## TRECHO
-------
Novela lembra 20 anos do Palace II: o que é mito, o que é verdade?

Versão sobre uso de areia de praia não é verdadeira. O que ocorreu foi que a execução dos pilares não atendeu cálculos do projeto

Escombros do Palace II: vinte anos depois, mito do uso de areia de praia ainda alimenta teses sobre o desabamento do edifício. Crédito: Arquivo Público
Escombros do Palace II: vinte anos depois, mito do uso de areia de praia ainda alimenta teses sobre o desabamento do edifício. Crédito: Arquivo Público

Na novela Segundo Sol, em exibição pela Rede Globo no horário das 21h, o personagem Severo Athayde é um empreiteiro que cai em desgraça quando parte de um edifício construído pela sua empresa desmorona e causa mortes. As investigações na ficção concluem que o prédio usou areia de praia na concretagem das estruturas.

A boa engenharia proíbe o uso de areia da praia como agregado do concreto. Ela contém grande quantidade de sais, como o sódio, que aumentam o risco de corrosão das ferragens dentro do concreto, além de modificar o tempo de pega do cimento, a velocidade de endurecimento e valores como resistência, durabilidade e elasticidade da estrutura.
-------
## EXERCÍCIO A
No texto sobre o Palace II, qual é a profissão do personagem Severo Athayde?
## EXERCÍCIO B
Devolva, sem alterações, a parte do texto sobre o Palace II que vai de "Novela lembra 20" até "concretagem das estruturas.", incluindo ambos.
-------
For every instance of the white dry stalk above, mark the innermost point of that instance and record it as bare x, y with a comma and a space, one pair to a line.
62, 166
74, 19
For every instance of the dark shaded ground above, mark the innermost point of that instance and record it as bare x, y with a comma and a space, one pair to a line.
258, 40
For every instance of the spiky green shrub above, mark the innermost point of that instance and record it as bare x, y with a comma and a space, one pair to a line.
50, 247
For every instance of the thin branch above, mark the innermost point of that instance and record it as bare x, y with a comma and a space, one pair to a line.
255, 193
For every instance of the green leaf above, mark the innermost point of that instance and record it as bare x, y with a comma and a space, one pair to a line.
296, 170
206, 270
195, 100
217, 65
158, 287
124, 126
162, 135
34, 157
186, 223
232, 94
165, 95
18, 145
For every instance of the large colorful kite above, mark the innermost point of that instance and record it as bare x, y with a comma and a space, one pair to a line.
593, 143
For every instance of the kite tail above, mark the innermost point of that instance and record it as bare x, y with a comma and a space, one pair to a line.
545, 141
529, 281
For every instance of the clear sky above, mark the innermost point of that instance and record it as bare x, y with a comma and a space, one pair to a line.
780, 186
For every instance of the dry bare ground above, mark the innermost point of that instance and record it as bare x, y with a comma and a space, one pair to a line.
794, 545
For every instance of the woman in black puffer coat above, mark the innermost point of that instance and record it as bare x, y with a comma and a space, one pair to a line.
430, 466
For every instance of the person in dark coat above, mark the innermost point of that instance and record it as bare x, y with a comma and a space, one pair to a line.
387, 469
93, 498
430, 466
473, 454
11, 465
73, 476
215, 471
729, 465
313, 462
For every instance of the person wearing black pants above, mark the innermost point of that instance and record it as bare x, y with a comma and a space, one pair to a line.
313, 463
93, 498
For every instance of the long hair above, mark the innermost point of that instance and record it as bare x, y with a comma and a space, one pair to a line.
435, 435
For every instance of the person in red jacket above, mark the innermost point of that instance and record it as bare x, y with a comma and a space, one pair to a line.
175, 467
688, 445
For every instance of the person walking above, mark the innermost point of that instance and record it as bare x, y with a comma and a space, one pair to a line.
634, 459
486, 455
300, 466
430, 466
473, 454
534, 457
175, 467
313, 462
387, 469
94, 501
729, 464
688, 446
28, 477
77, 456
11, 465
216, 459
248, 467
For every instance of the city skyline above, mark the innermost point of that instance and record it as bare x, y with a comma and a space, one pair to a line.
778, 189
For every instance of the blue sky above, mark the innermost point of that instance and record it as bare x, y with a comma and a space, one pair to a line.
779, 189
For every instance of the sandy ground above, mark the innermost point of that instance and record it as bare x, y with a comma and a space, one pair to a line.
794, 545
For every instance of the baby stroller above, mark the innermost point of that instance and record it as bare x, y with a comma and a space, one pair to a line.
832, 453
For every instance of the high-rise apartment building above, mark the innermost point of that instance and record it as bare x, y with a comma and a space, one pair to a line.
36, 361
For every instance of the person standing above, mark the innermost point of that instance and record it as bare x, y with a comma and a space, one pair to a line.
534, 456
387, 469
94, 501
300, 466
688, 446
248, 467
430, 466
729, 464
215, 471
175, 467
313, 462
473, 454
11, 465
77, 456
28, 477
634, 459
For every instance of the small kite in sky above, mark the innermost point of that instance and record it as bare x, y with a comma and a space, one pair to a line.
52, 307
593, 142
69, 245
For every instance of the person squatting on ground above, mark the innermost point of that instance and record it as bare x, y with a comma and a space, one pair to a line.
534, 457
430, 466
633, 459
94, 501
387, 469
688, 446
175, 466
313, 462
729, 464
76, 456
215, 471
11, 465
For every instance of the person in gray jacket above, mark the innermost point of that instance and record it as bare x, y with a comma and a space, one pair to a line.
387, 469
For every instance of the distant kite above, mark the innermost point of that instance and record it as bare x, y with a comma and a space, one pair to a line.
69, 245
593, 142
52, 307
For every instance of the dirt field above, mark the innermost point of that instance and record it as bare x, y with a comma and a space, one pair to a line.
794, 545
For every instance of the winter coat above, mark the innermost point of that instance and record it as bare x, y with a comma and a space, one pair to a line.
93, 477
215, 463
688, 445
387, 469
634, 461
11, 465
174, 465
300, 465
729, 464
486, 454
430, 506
-------
## RESPOSTA DA TAREFA A
Ele é um empreiteiro.

## RESPOSTA DA TAREFA B
Novela lembra 20 anos do Palace II: o que é mito, o que é verdade?

Versão sobre uso de areia de praia não é verdadeira. O que ocorreu foi que a execução dos pilares não atendeu cálculos do projeto

Escombros do Palace II: vinte anos depois, mito do uso de areia de praia ainda alimenta teses sobre o desabamento do edifício. Crédito: Arquivo Público
Escombros do Palace II: vinte anos depois, mito do uso de areia de praia ainda alimenta teses sobre o desabamento do edifício. Crédito: Arquivo Público

Na novela Segundo Sol, em exibição pela Rede Globo no horário das 21h, o personagem Severo Athayde é um empreiteiro que cai em desgraça quando parte de um edifício construído pela sua empresa desmorona e causa mortes. As investigações na ficção concluem que o prédio usou areia de praia na concretagem das estruturas.